▶ **TASK STATEMENT**
Transcribe every line of the rows below exactly as they appear, leaving the pictures out of your answer.

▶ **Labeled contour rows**
=-=-=-=-=

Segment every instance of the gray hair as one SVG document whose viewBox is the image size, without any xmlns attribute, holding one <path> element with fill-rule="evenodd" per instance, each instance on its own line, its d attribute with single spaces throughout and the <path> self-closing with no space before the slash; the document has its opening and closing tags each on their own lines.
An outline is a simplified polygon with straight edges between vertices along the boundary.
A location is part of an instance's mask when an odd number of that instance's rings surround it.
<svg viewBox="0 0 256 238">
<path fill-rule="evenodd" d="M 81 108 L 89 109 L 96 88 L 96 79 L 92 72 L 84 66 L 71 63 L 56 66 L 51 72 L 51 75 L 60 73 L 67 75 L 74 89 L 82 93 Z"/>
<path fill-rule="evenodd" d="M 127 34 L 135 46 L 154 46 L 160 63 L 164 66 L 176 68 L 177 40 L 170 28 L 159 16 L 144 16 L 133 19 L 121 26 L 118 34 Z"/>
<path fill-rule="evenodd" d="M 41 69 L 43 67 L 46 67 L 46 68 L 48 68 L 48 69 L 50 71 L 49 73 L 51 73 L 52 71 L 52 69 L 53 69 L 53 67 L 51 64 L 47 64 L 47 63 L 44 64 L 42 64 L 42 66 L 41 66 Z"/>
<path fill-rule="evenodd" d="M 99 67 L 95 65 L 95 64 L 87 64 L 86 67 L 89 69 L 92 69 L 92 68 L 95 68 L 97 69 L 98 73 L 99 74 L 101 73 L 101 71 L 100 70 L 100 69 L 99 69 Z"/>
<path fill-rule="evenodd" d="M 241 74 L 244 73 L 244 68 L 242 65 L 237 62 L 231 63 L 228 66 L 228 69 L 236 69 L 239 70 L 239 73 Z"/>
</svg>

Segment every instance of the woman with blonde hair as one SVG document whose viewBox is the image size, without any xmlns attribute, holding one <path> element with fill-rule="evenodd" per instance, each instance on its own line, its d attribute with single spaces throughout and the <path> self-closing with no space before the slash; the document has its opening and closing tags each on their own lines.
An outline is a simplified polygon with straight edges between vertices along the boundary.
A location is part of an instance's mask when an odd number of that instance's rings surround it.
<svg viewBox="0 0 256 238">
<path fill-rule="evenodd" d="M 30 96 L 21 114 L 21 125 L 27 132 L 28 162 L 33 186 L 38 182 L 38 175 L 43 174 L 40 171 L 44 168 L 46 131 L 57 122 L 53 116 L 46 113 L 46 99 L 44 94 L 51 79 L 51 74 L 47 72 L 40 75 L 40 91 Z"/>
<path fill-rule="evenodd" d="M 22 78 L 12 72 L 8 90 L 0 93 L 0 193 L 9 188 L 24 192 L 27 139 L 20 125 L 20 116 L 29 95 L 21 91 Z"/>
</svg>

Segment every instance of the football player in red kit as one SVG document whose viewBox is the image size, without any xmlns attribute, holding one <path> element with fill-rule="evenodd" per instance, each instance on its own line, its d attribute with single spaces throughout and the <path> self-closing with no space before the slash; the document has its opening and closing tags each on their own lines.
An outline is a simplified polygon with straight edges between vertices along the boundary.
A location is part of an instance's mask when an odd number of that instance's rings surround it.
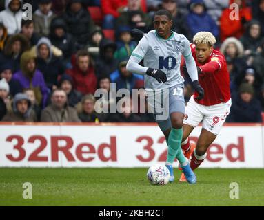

=-=-=-=-=

▶ **WORKED SOLUTION**
Segment every instance of the gray hair as one SVG document whose viewBox is the image size, without any xmlns attribute, holding one <path> element with fill-rule="evenodd" per instance, each instance on its own line, its d attribute with single spaces throughout and the <path> self-closing with no space before the slash; the document has its opening and closing tags each on their own lines.
An outline is a simplified polygon with straight edges between vertices along the boundary.
A location is part of an instance's mask when an odd number of that instance's rings surround it.
<svg viewBox="0 0 256 238">
<path fill-rule="evenodd" d="M 81 108 L 89 109 L 96 88 L 96 79 L 92 72 L 84 66 L 71 63 L 56 66 L 51 72 L 51 75 L 60 73 L 67 75 L 74 89 L 82 93 Z"/>
<path fill-rule="evenodd" d="M 127 34 L 135 46 L 154 46 L 160 63 L 164 66 L 176 68 L 177 40 L 170 28 L 159 16 L 144 16 L 133 19 L 121 26 L 118 34 Z"/>
<path fill-rule="evenodd" d="M 41 69 L 43 67 L 46 67 L 46 68 L 48 68 L 48 69 L 50 71 L 49 73 L 51 73 L 52 71 L 52 69 L 53 69 L 53 67 L 51 64 L 47 64 L 47 63 L 44 64 L 42 64 L 42 66 L 41 66 Z"/>
<path fill-rule="evenodd" d="M 99 67 L 95 65 L 95 64 L 87 64 L 86 67 L 89 69 L 92 69 L 92 68 L 95 68 L 97 69 L 98 73 L 99 74 L 101 73 L 101 71 L 100 70 L 100 69 L 99 69 Z"/>
<path fill-rule="evenodd" d="M 241 74 L 244 73 L 244 68 L 242 65 L 237 62 L 231 63 L 228 66 L 228 69 L 236 69 L 239 70 L 239 73 Z"/>
</svg>

Segment every instance of the woman with blonde hair as one SVG document whose viewBox is the image size, without any xmlns attribute, holding one <path> element with fill-rule="evenodd" per instance, each instance on its own line, its d attribute with single spaces throughout and the <path> self-closing with no space before the slash; the document has its opening and closing tags each on their own lines.
An outline is a simplified polygon with straight edges between vertices along the boundary.
A location is part of an instance's mask when an odd number of that instance's rings surround it.
<svg viewBox="0 0 256 238">
<path fill-rule="evenodd" d="M 30 96 L 21 114 L 21 125 L 27 132 L 28 162 L 33 186 L 38 182 L 38 175 L 43 174 L 40 171 L 44 168 L 46 131 L 57 122 L 53 116 L 46 113 L 46 99 L 44 94 L 51 79 L 51 74 L 47 72 L 40 75 L 40 91 Z"/>
<path fill-rule="evenodd" d="M 22 78 L 12 72 L 8 90 L 0 93 L 0 193 L 9 188 L 24 192 L 27 139 L 20 125 L 20 116 L 29 95 L 21 91 Z"/>
</svg>

Segment every instance of the football player in red kit as one SVG document whose viewBox is the image size, without any xmlns attribute, holding one <path> element with fill-rule="evenodd" per instance, each instance on its own line, its d attribute with single spaces throughout and the <path> self-closing with no space before the slash; the document has its opening and closing tags each on their own lines.
An outline is a simplified polygon with straight edges between vertices along the boundary.
A location is part of an instance's mask when an odd number of that instance's rings surround it.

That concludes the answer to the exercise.